■ AIM: Word for word, repeat the entries, minus the pictures.

■ PROVIDED DATA:
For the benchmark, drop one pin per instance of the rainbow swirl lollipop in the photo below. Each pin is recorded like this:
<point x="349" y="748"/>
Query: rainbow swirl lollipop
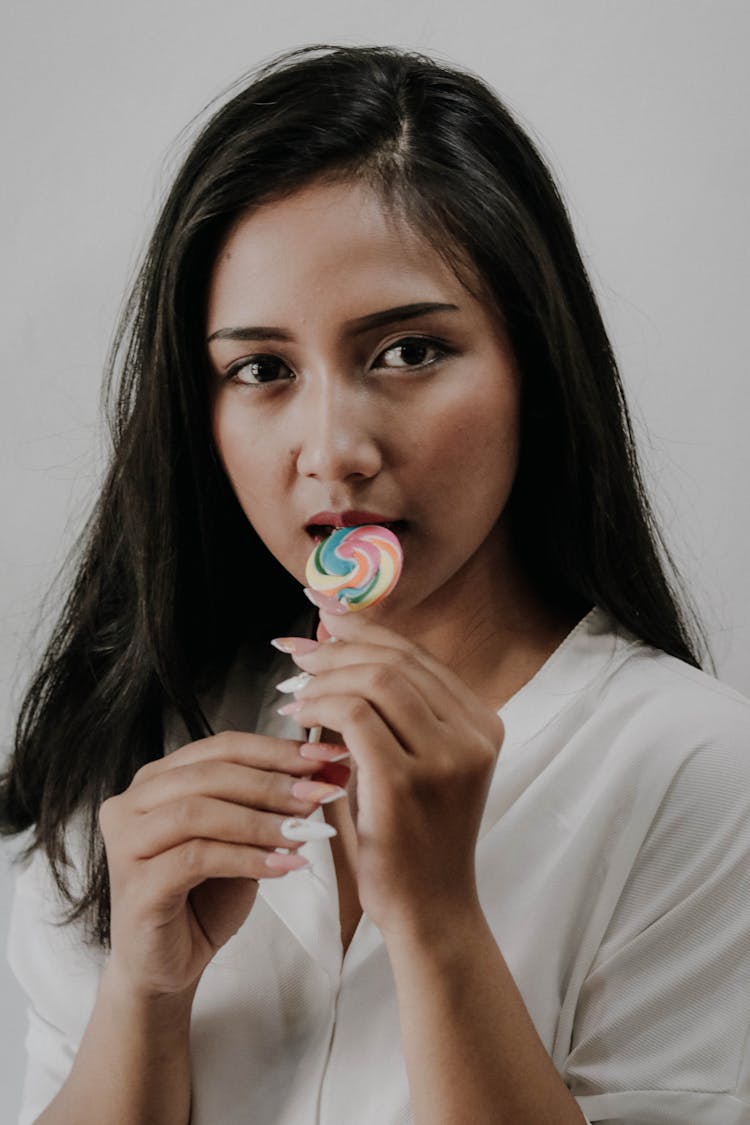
<point x="355" y="566"/>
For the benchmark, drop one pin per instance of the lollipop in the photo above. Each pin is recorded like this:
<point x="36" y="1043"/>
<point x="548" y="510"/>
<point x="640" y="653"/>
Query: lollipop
<point x="355" y="567"/>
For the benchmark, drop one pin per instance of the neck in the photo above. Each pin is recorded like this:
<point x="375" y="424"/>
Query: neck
<point x="488" y="624"/>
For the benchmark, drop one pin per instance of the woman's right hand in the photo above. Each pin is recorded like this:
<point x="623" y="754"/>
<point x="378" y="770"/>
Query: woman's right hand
<point x="186" y="845"/>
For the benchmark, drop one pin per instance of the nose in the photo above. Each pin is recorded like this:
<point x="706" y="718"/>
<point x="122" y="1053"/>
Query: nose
<point x="339" y="432"/>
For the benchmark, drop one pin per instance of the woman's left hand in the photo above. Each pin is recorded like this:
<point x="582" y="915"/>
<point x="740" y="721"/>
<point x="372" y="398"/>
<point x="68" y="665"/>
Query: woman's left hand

■ ANSWER FOR THE TASK:
For the benchmark, drop one pin per instance of the rainbow swirl lollipop in the photo below. Each pin is recorded like this:
<point x="349" y="748"/>
Query: rainbow swirl lollipop
<point x="355" y="566"/>
For the benchmark, drop one pin per instance of the lollipop in the photo above. Each pin is recorded like this:
<point x="36" y="1043"/>
<point x="548" y="510"/>
<point x="640" y="653"/>
Query: lollipop
<point x="355" y="567"/>
For the benchmark, drop one pin per instance of the neck in the photo above. Each pin is recorded like this:
<point x="375" y="424"/>
Query: neck
<point x="488" y="624"/>
For the benchmark, drop one pin per instance of the woman's right hand in the photo above. Each pin is recorded like this:
<point x="623" y="754"/>
<point x="378" y="770"/>
Query: woman's right hand
<point x="186" y="845"/>
For the benchmark, drop one pin per instance of the nose in the photo above. Each pin is recorded like this:
<point x="706" y="718"/>
<point x="122" y="1053"/>
Query: nose
<point x="339" y="432"/>
For the benchmark, drop one pin per instance of the woman's left hand in the photo above. Each pin is recorded like this:
<point x="582" y="915"/>
<point x="740" y="721"/>
<point x="372" y="398"/>
<point x="68" y="665"/>
Query: woman's left hand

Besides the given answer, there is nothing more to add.